_Stated exercise_
Arrange the material from the line containing "In the picture above, where can the ambulance side" through the end of the material, inclusive, as a two-column CSV with the headers text and result. Give one row per entry, with its wording under text and the points that follow it under result, each in a single quoted field with line breaks replaced by spaces.

+===+

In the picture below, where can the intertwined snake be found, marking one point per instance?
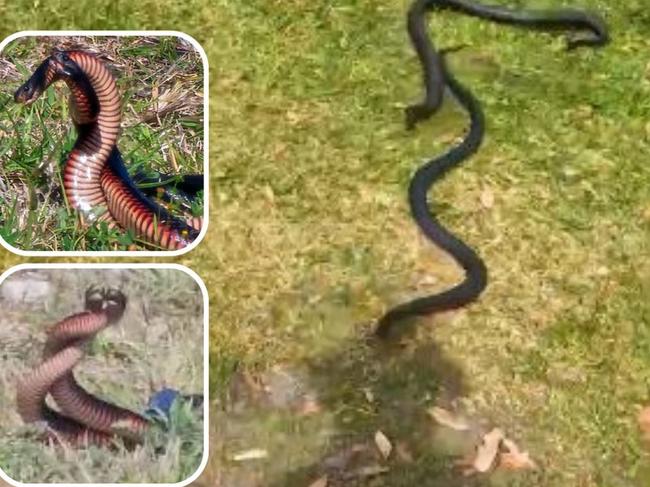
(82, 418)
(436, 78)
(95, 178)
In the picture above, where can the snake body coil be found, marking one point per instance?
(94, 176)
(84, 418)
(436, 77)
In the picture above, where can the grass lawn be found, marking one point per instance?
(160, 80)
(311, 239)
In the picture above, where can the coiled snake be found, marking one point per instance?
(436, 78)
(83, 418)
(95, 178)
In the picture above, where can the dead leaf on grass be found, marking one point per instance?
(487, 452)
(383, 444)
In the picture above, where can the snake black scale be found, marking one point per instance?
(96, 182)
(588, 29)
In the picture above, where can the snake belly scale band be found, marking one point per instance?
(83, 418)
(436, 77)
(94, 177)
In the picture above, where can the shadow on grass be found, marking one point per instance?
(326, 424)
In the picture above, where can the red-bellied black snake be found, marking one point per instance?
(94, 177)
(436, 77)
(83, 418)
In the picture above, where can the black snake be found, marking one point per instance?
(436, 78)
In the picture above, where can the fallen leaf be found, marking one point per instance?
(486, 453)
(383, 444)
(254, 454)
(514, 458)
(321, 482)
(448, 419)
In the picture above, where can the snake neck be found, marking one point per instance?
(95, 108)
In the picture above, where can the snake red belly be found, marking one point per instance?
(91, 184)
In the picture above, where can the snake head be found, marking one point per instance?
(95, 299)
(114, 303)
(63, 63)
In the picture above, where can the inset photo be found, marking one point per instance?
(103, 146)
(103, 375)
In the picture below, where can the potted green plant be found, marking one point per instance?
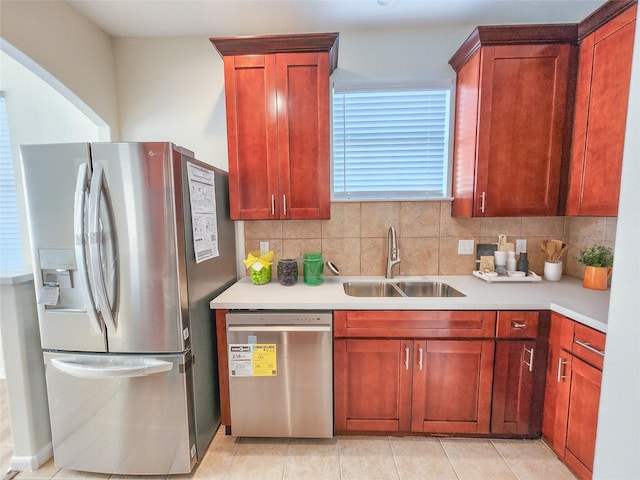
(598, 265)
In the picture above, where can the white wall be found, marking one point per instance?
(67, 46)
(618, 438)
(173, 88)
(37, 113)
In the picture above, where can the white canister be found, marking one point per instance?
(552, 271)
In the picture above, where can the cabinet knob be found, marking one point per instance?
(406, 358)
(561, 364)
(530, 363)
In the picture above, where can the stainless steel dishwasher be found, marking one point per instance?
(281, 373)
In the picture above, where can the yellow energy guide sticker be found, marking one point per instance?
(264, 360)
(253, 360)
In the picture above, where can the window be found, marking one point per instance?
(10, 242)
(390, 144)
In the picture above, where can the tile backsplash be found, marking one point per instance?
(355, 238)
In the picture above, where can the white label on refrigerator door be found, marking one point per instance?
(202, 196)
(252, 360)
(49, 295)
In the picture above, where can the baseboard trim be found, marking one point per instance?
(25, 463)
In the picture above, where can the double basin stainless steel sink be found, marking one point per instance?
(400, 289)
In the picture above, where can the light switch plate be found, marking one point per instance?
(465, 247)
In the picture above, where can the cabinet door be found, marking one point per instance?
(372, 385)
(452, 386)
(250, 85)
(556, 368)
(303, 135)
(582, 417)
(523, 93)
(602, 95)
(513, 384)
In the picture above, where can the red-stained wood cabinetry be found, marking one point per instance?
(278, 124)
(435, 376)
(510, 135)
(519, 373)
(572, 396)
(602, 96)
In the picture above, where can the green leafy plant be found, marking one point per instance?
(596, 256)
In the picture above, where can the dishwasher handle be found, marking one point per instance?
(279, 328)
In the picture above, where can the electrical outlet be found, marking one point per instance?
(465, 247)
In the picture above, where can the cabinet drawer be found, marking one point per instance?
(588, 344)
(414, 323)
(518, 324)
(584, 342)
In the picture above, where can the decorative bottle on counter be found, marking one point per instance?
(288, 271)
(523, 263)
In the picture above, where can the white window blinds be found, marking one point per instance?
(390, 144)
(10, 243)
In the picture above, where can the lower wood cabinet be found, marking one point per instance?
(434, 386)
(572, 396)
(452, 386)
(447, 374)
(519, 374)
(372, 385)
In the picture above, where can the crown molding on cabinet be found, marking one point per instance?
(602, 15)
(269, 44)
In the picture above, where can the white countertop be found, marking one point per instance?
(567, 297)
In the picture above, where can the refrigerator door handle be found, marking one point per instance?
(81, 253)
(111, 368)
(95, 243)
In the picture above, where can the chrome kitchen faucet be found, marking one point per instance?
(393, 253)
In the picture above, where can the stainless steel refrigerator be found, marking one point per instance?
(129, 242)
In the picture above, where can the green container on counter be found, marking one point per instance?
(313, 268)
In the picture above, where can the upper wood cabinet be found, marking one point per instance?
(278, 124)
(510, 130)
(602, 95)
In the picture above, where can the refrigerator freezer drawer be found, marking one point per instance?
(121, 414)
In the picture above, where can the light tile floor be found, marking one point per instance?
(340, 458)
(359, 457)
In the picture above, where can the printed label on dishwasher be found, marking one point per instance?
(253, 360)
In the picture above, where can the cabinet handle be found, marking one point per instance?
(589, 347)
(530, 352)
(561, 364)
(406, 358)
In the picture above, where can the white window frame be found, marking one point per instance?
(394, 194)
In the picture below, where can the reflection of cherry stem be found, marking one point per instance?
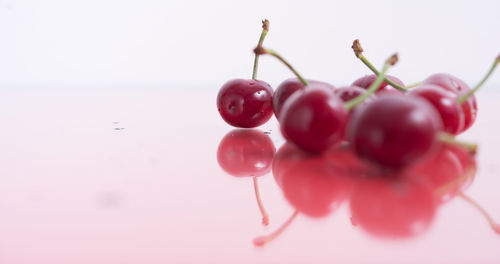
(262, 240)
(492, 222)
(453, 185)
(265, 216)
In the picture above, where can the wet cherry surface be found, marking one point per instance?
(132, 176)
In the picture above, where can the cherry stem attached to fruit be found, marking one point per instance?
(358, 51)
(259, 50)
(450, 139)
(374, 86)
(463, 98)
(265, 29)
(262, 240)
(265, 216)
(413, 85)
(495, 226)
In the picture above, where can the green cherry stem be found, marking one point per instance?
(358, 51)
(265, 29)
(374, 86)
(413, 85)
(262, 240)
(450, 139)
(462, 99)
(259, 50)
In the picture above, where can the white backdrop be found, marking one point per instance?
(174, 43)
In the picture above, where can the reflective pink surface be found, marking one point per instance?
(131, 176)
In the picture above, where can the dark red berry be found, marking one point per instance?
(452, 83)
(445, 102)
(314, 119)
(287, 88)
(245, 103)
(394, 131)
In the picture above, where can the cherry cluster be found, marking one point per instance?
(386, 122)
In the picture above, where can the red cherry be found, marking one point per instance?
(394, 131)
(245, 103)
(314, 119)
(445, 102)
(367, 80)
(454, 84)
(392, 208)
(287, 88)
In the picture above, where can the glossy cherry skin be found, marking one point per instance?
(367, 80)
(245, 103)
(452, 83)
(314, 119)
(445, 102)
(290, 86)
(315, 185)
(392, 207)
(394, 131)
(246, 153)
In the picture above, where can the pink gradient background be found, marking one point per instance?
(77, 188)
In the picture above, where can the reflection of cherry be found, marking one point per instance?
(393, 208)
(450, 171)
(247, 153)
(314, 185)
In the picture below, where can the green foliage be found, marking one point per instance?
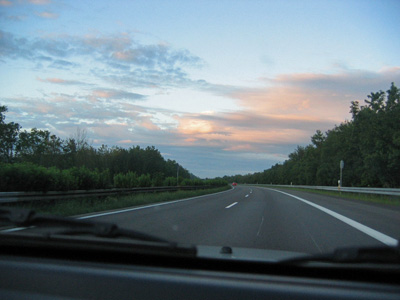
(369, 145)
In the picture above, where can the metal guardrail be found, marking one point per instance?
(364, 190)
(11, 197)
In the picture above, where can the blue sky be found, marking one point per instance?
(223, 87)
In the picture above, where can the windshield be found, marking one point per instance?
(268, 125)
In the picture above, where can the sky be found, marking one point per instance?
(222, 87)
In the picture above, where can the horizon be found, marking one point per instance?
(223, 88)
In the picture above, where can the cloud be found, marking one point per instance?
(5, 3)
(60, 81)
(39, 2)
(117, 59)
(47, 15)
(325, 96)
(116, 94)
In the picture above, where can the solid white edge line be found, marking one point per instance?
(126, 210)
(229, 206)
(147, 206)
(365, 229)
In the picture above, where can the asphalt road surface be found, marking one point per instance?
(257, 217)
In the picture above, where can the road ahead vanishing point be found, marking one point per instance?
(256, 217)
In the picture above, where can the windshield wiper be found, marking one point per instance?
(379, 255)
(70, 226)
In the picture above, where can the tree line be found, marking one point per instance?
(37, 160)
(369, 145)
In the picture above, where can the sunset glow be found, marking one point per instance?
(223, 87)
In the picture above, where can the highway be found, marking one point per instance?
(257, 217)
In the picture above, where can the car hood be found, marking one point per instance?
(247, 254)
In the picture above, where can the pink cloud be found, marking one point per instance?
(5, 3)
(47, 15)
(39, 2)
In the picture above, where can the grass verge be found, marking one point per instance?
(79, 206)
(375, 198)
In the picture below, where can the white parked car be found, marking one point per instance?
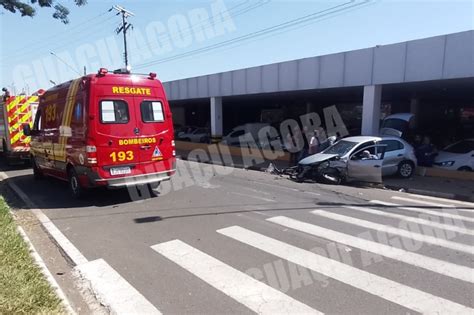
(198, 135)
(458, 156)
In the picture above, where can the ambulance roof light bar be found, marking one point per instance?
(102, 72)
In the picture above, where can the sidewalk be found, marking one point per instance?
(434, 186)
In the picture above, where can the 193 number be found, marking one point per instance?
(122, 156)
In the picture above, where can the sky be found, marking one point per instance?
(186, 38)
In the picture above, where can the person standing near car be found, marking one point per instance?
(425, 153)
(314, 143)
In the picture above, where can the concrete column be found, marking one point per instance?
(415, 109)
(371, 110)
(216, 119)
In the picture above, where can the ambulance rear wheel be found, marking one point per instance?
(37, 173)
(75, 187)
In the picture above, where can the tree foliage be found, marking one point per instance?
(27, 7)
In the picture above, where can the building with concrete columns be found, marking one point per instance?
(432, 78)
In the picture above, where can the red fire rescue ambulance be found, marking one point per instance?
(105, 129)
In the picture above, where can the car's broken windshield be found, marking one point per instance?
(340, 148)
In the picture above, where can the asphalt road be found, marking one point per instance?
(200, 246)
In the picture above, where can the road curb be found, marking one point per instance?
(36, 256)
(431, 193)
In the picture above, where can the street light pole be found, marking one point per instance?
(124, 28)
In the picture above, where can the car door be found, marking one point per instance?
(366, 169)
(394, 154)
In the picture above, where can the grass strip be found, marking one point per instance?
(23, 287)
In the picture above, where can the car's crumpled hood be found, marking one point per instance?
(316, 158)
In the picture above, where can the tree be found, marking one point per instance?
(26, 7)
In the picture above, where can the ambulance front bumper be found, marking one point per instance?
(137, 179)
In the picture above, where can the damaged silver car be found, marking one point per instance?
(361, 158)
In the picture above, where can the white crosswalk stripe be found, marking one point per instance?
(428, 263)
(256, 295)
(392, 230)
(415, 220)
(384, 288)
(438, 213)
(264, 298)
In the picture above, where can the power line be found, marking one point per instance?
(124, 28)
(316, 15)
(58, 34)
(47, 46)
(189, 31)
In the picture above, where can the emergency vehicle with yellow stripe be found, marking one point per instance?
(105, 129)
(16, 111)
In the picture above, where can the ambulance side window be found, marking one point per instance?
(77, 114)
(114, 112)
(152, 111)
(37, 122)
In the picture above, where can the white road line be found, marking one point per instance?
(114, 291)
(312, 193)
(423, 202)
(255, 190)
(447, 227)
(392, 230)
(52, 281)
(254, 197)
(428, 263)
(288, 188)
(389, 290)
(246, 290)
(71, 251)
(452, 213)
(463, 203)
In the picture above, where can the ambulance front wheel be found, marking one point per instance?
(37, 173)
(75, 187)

+===+

_Full answer_
text,result
"In the picture above, where can the ambulance side window be found, marking one point per instance?","(77, 114) (114, 112) (152, 111) (37, 122)"
"In the picture above, where can the white road line be found, marking one point per instance?","(114, 291) (312, 193) (423, 202) (255, 190) (447, 227) (392, 230) (52, 281) (254, 197) (428, 263) (288, 188) (389, 290) (246, 290) (71, 251) (452, 213) (463, 203)"
"In the picture above, where can the ambulance front wheel be found, marking one point per instance?","(37, 173) (75, 187)"